▸ Text passage:

━━━━

Print

Print


I'd like to second much of what Liz and Clay have written, but also to go
off on a slight tangent about EAD's "non-specificity and lack of rigor
that confounds effective processing for resource discovery". I once
mentioned to Liz speaking of TEI, but it applies to EAD as well, that our
community sorely needs to come to the understanding that a large,
inclusive, and flexible DTD *enables* interchange, it does not *guarantee*
it. If interchange, or "effective processing for resource discovery" are
serious goals, then serious effort must be undertaken to apply EAD
properly. Mere EAD validity does not buy you much from a machine
processing standpoint, indeed. Yet, it does narrow the range of
possibilities and establishes a space for further conversation and action.
No mean feat.

That said, I confess my uncertainty as to how inadequate EAD really is as
a descriptive metadata standard. unitid, unittitle, unitdate, physdesc,
extent, physfacet, controlaccess, subject, persname, corpname,
scopecontent, bioghist...their accompanying attributes, the allowance for
expression of hierarchical relations... Pretty rich set of elements.
Certainly it lacks the specificity needed in certain domains and
disciplines, but to the extent what you are describing shares the
characteristics of a competently arranged and described archives or
manuscript collection you'll probably be pretty well served. There's
likely *some* way of getting what you want. Take Clay's example of his
wrapping MARC in EAD to express subfacted subject headings:

<ead:subject><ead:mdWrap><ead:xmlData><marc:datafield tag="650" ind1=" "
ind2="0">
<marc:subfield code="a">Indians</marc:subfield>
<marc:subfield code="x">Antiquities.</marc:subfield>
</marc:datafield></ead:xmlData></ead:mdWrap></ead:subject>

It is not evident to me why this is more proper or useful than the
entirely EAD encoded:


<controlaccess encodinganalog="650">
        <subject encodinganalog="650a">Indians</subject>
        <subject encodinganalog="650x">Antiquities.</subject>
</controlaccess>

The difference, of course, is mostly semantic. The first views the terms
as a subject consisting of a MARC datafield with two subfield components.
The second views them as a controlaccess heading made up of two subject
terms.  What impedes interoperabilty here is not so much that EAD lacks
the ability to express a subfacted subject heading, but that, in some
circumstances another person or machine process might not expect or
understand a given valid EAD usage and therefore fail to process it as
intended or wanted.

━━━━

▸ Supplied entries:
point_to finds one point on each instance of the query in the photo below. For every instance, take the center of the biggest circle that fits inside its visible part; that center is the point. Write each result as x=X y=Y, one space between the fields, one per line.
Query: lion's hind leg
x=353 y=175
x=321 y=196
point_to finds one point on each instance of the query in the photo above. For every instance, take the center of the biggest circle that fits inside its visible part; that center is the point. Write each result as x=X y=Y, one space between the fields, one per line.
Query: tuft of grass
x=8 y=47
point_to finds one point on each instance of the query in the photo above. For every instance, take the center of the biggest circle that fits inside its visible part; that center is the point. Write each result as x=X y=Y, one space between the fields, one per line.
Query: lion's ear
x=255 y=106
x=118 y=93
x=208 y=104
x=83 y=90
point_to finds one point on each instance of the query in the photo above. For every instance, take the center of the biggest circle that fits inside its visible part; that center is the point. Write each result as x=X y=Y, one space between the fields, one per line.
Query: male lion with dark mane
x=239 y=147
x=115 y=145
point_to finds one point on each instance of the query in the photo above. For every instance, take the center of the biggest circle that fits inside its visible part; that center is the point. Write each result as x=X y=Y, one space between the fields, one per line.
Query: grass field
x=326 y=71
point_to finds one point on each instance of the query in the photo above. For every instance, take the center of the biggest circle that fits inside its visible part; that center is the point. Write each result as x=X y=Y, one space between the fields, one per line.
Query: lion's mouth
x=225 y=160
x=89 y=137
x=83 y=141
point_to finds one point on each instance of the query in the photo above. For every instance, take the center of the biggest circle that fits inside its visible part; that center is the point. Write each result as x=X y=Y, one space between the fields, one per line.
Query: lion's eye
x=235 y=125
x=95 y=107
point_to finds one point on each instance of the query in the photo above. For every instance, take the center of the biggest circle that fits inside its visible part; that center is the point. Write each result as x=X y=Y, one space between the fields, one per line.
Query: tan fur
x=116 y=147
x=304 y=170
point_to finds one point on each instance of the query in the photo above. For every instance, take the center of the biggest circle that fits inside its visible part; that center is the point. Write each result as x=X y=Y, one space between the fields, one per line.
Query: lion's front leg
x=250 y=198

━━━━

▸ Written problem A:
Answer these questions from the EAD post:
(i) What does the writer say a large, inclusive, and flexible DTD enables but does not guarantee?
(ii) What tag value is given on the MARC datafield in Clay's example?
(iii) In the entirely EAD encoded version, which element contains the two subject terms?
▸ Written problem B:
Translate this sentence from the EAD post into Spanish: "Mere EAD validity does not buy you much from a machine processing standpoint, indeed."
▸ Written problem C:
List every encodinganalog attribute value that appears in the entirely EAD encoded version in the EAD post.
The listing has no role in any of these tasks.

▸ Task response A:
(i) Interchange.
(ii) 650
(iii) controlaccess

▸ Task response B:
En efecto, la mera validez EAD no aporta mucho desde el punto de vista del procesamiento automático.

▸ Task response C:
650
650a
650x